===== Records provided =====
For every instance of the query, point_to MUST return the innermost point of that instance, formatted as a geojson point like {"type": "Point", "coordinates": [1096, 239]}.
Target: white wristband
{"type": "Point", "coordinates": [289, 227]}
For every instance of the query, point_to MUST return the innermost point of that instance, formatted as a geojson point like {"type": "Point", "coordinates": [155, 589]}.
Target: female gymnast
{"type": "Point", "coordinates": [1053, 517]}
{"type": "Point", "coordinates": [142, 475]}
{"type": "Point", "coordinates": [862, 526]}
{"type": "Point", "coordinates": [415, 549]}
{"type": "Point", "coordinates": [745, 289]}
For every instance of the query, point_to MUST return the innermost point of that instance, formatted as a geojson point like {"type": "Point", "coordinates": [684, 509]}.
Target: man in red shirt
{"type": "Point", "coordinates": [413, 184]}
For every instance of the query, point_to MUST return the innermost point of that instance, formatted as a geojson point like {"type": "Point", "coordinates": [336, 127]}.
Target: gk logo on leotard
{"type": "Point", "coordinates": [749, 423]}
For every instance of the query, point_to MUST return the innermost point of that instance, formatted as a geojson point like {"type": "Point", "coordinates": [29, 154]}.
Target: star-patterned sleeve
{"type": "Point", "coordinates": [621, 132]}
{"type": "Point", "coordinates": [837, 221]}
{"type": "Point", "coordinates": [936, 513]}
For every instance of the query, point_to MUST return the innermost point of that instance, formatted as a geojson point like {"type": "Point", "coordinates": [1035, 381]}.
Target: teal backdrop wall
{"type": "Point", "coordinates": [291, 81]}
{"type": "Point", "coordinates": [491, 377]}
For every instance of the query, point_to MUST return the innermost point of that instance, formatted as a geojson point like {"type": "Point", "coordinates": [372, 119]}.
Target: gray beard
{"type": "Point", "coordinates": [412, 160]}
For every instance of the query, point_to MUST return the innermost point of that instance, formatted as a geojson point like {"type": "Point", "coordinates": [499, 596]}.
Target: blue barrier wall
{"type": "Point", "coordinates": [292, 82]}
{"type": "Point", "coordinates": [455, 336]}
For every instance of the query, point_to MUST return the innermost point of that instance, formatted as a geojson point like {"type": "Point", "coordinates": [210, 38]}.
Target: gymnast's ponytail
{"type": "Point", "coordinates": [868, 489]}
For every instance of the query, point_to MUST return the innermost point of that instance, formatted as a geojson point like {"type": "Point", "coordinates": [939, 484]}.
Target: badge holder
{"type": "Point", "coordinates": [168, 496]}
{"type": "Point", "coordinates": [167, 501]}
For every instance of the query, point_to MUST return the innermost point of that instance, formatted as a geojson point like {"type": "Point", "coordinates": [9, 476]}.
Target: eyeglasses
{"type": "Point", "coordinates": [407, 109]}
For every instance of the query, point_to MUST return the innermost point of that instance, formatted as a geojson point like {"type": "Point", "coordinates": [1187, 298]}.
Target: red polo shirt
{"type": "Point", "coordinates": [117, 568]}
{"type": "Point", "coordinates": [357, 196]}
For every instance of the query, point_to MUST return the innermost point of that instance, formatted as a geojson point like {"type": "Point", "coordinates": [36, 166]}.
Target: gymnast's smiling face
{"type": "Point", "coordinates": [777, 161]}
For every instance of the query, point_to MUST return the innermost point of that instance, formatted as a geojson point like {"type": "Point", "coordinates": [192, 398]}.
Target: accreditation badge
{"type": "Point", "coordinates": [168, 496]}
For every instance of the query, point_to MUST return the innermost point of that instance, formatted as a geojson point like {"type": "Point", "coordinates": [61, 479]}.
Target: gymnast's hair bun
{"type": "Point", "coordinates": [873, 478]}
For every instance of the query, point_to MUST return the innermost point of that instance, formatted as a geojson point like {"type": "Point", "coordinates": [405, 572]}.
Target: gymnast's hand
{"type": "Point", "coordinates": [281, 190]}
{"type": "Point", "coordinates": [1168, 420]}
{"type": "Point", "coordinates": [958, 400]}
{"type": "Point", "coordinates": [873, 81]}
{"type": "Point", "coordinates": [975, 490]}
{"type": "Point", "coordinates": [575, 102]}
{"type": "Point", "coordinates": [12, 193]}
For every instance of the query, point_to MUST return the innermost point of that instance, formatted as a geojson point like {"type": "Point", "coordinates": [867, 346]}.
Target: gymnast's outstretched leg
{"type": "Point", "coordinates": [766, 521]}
=====
_Exercise instructions_.
Go through the records above and set each one down exactly, please.

_Result of the exercise_.
For every instance of the query, point_to MUST return the innermost point of that instance, formatted as a geojson point like {"type": "Point", "coordinates": [1096, 239]}.
Target: white wristband
{"type": "Point", "coordinates": [289, 227]}
For every instance of the query, point_to MUST return the innermost point of that instance, formatted as a geojson point like {"type": "Point", "coordinates": [155, 589]}.
Target: female gymnast
{"type": "Point", "coordinates": [1053, 517]}
{"type": "Point", "coordinates": [142, 475]}
{"type": "Point", "coordinates": [862, 526]}
{"type": "Point", "coordinates": [415, 549]}
{"type": "Point", "coordinates": [745, 289]}
For every instance of the query, point_to MUST return the innermost point of that instance, formatted as a geojson point like {"type": "Point", "coordinates": [684, 509]}.
Target: man in red shirt
{"type": "Point", "coordinates": [413, 184]}
For every instance of the query, point_to MUST return the innermost point of that instance, formatted as a geojson point like {"type": "Point", "coordinates": [336, 127]}.
Target: gk logo on leotard
{"type": "Point", "coordinates": [749, 423]}
For every instance of the query, point_to MUST return the innermost point of that instance, formatted as a geojson point like {"type": "Point", "coordinates": [29, 154]}.
Target: star-patterned sleeve
{"type": "Point", "coordinates": [621, 132]}
{"type": "Point", "coordinates": [837, 221]}
{"type": "Point", "coordinates": [936, 513]}
For every instance of the query, point_to MUST return the innermost point of that instance, formatted as a geojson point like {"type": "Point", "coordinates": [1035, 381]}.
Target: teal backdrop wall
{"type": "Point", "coordinates": [291, 81]}
{"type": "Point", "coordinates": [491, 377]}
For every instance of the query, point_to MUST return the innermost point of that instance, formatted as a geojson point like {"type": "Point", "coordinates": [372, 119]}.
Target: gray beard
{"type": "Point", "coordinates": [412, 160]}
For every instance of the query, point_to MUST return the innermost point of that instance, formatted as a geojson point like {"type": "Point", "coordinates": [499, 596]}.
Target: blue barrier wall
{"type": "Point", "coordinates": [292, 82]}
{"type": "Point", "coordinates": [455, 336]}
For every instance of the query, point_to MUST return the innermost point of that instance, formatted as a geojson point like {"type": "Point", "coordinates": [210, 38]}.
Target: gymnast's ponytail
{"type": "Point", "coordinates": [868, 489]}
For every instance of the query, point_to MUST return the innermost point of that instance, formatted as a geojson point like {"type": "Point", "coordinates": [939, 484]}.
Target: badge holder
{"type": "Point", "coordinates": [168, 496]}
{"type": "Point", "coordinates": [167, 501]}
For every instance of the query, point_to MUST return the innermost point of that instance, formatted as a geojson point like {"type": "Point", "coordinates": [9, 476]}.
Target: eyeglasses
{"type": "Point", "coordinates": [407, 109]}
For every instance of the query, point_to MUST return the innermost point of that instance, formatted as a geojson point like {"type": "Point", "coordinates": [1187, 298]}.
Target: red polo shirt
{"type": "Point", "coordinates": [117, 568]}
{"type": "Point", "coordinates": [357, 196]}
For every instance of the query, point_to MUST return the innermost point of that instance, formatted as a geojson point like {"type": "Point", "coordinates": [36, 166]}.
Target: gymnast's smiling face
{"type": "Point", "coordinates": [777, 161]}
For every instance of the query, point_to MUST return the innermost point of that instance, formatted as a geojson point like {"type": "Point", "coordinates": [192, 398]}.
Target: accreditation badge
{"type": "Point", "coordinates": [168, 496]}
For every instance of the query, point_to MUST return the innermost point of that instance, formatted as a geojson point like {"type": "Point", "coordinates": [61, 479]}.
Target: gymnast's hair bun
{"type": "Point", "coordinates": [873, 478]}
For every instance of the query, point_to MUST return the innermost point of that instance, formatted as a geojson point like {"type": "Point", "coordinates": [405, 572]}.
Target: gymnast's hand
{"type": "Point", "coordinates": [281, 190]}
{"type": "Point", "coordinates": [1168, 420]}
{"type": "Point", "coordinates": [958, 400]}
{"type": "Point", "coordinates": [873, 81]}
{"type": "Point", "coordinates": [975, 490]}
{"type": "Point", "coordinates": [575, 102]}
{"type": "Point", "coordinates": [12, 193]}
For every instance of the query, point_to MUST return the innermost point of that instance, formatted as a geojson point like {"type": "Point", "coordinates": [867, 346]}.
Target: gymnast's outstretched leg
{"type": "Point", "coordinates": [766, 521]}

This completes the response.